Goal of the exercise =>
Would you please copy all of the data exactly, skipping the images?

Records from a dataset
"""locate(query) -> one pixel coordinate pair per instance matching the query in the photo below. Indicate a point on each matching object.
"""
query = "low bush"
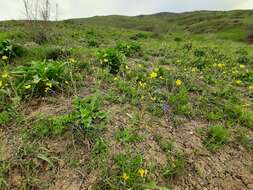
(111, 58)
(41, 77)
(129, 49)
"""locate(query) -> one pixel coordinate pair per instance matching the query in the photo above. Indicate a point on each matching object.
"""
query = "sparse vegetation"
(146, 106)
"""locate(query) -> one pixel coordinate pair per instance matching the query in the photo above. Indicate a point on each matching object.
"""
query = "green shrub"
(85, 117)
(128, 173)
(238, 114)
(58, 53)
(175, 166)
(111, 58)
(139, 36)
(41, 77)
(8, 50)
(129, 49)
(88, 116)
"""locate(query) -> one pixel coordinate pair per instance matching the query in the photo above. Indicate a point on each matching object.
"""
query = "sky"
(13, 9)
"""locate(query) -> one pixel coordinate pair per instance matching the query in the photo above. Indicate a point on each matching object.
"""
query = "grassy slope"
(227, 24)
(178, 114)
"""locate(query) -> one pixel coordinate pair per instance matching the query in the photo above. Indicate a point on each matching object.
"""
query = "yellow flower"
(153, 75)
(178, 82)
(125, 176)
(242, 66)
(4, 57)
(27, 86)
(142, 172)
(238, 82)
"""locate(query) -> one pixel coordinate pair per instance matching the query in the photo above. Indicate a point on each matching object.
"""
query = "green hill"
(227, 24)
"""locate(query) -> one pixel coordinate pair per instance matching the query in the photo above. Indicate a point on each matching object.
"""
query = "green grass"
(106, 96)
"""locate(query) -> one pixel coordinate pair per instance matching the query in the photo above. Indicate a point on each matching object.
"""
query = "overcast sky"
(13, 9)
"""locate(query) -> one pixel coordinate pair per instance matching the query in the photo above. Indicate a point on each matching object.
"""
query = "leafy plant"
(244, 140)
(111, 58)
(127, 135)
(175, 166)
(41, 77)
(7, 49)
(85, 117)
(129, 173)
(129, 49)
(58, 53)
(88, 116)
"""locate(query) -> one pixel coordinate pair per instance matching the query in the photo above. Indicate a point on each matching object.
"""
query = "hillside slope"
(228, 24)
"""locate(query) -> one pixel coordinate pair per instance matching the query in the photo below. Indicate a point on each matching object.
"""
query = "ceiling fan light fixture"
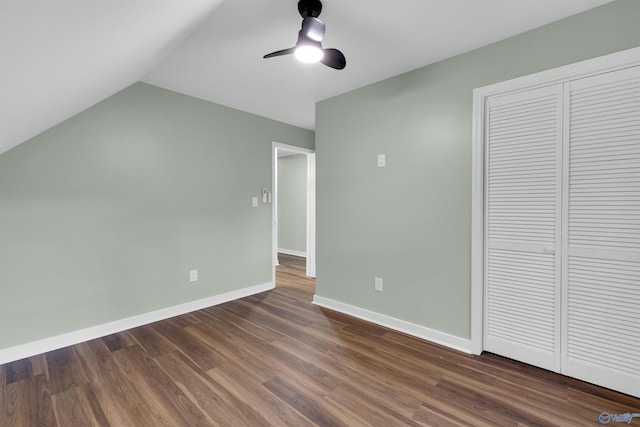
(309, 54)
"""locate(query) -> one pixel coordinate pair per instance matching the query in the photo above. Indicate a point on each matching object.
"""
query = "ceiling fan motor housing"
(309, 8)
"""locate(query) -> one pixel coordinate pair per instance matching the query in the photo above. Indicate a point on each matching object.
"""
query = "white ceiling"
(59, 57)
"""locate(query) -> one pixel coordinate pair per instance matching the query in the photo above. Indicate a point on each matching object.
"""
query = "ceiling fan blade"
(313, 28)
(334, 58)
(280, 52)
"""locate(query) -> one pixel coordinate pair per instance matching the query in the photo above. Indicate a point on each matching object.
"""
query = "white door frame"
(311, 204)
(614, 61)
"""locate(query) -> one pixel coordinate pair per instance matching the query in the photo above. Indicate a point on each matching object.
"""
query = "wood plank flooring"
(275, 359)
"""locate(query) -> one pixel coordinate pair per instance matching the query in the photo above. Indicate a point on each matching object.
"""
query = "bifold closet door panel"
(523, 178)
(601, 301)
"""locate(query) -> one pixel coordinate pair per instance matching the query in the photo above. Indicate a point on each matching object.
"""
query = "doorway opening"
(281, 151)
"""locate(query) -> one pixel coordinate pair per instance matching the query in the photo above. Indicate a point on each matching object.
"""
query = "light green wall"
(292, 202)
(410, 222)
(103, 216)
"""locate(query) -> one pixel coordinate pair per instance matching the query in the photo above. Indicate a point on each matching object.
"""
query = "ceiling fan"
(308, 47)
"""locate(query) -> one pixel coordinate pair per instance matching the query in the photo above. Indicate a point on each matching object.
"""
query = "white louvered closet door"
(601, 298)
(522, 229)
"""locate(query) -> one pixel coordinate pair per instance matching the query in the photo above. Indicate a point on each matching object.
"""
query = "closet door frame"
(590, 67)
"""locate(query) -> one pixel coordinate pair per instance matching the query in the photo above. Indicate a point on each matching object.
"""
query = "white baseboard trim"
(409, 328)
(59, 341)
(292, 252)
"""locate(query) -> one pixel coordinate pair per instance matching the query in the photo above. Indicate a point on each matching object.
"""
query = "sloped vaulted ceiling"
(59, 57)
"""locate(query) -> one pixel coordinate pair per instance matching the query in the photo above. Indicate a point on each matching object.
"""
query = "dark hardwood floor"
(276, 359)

Exercise response =>
"""locate(query) -> one pixel coordinate pair per instance matching the query in the photo below. Indicate a point on each matching object.
"""
query = "low bush"
(111, 58)
(41, 77)
(129, 49)
"""locate(query) -> one pixel coordinate pair per instance matching the query in the photo above. Indicate a point on each matching object.
"""
query = "sparse vegetation"
(146, 106)
"""locate(query) -> one pixel coordinate pair per instance matching the query in the photo above. Indicate a point on each matching object.
"""
query = "green shrub"
(85, 117)
(128, 173)
(238, 114)
(58, 53)
(175, 166)
(111, 58)
(139, 36)
(41, 77)
(8, 50)
(129, 49)
(88, 116)
"""locate(query) -> one pixel coordinate pair per instance matching the query in the photo above. Indicate a point on each matching object.
"""
query = "sky"
(13, 9)
"""locate(query) -> one pixel coordinate pair per instance matching the query in the photo above. Indicate a point on each matching object.
"""
query = "grassy slope"
(227, 24)
(178, 114)
"""locate(query) -> one pixel coordinate pair per instance matching the query in the photo above. Indicate a point on each matching object.
"""
query = "yellow flower"
(153, 75)
(178, 82)
(125, 176)
(242, 66)
(4, 57)
(27, 86)
(142, 172)
(238, 82)
"""locate(query) -> one pixel coordinate pair per instance matching the query in the photo above. Indicate a point on each matching object.
"""
query = "green hill"
(227, 24)
"""locate(query) -> one pixel coordinate pair per instance matching the query in the photo above. Indicate a point on each matching object.
"""
query = "green grass"
(106, 96)
"""locate(query) -> one pixel coordinate pair per instance matching the query in the photo above. Indicate a point on each matching object.
"""
query = "overcast sky"
(13, 9)
"""locate(query) -> one pixel coordinate pair per instance matching the query in the photo above. Indicate a point on each matching object.
"""
query = "leafy plant"
(244, 140)
(111, 58)
(127, 135)
(175, 166)
(41, 77)
(7, 49)
(85, 117)
(129, 173)
(129, 49)
(58, 53)
(88, 116)
"""locate(query) -> one pixel coordinate pair per instance matching the query in the photo above. Indicate a point on each matching object.
"""
query = "hillside slope"
(228, 24)
"""locate(query) -> one pixel coordinate pair per instance matching the query in the photo below. Indicate a point on each matching object.
"""
query = "ceiling fan light fixture"
(309, 54)
"""locate(query) -> one pixel coordinate pair per instance matching the query in the photo above. Indicate a point on each matching object.
"""
query = "ceiling fan motor housing"
(309, 8)
"""locate(query) -> one pixel coordinate pair per instance matching the query in the photo above. Indicate a point on each matching object.
"""
query = "white ceiling"
(59, 57)
"""locate(query) -> one pixel coordinate pair per instance matching the query in the photo above. Indicate a point on each matching object.
"""
query = "ceiling fan blade"
(313, 28)
(334, 58)
(280, 52)
"""locate(query) -> one pixel coordinate pair per instance matching the query in the photo above. Indicate a point on each matching object.
"""
query = "white door frame"
(311, 204)
(614, 61)
"""locate(query) -> one pixel coordinate pair per instance matching the query in the photo above. Indicate a point on each matching object.
"""
query = "wood plank flooring"
(275, 359)
"""locate(query) -> one pixel coordinate pair per instance matching the query in the photo above. Indicate a point on each matching object.
"""
query = "bifold closet door panel"
(523, 178)
(601, 301)
"""locate(query) -> one pixel coordinate pair per instance matching the query in the photo above. Indicate a point on each matching object.
"""
query = "doorway opening"
(281, 151)
"""locate(query) -> one pixel coordinate pair per instance matching the query in the photo above. Indicate a point on each matching object.
"""
query = "light green wall"
(292, 202)
(410, 222)
(103, 216)
"""locate(query) -> one pixel coordinate pair per instance matching the query in the photo above. Indicate a point on each matching object.
"""
query = "ceiling fan"
(308, 47)
"""locate(query) -> one pixel coordinate pair per instance matching the query in the photo above. Indicate a point on each matching object.
"""
query = "white louvered closet door"
(601, 298)
(522, 229)
"""locate(query) -> one pixel coordinate pair per instance matching the query in the photo above. Indicate a point on each matching object.
"""
query = "closet door frame"
(590, 67)
"""locate(query) -> one pixel coordinate pair per instance matching the query in the photo above. Indicate a point on each matching object.
"""
query = "white baseboard trim"
(409, 328)
(59, 341)
(292, 252)
"""locate(query) -> one pixel coordinate pair per instance matching the query in the photo above. Indicate a point on each matching object.
"""
query = "sloped vaulted ceiling"
(59, 57)
"""locate(query) -> one pixel coordinate pair per instance matching the query in the photo above. Indicate a point on each matching object.
"""
query = "dark hardwood floor"
(276, 359)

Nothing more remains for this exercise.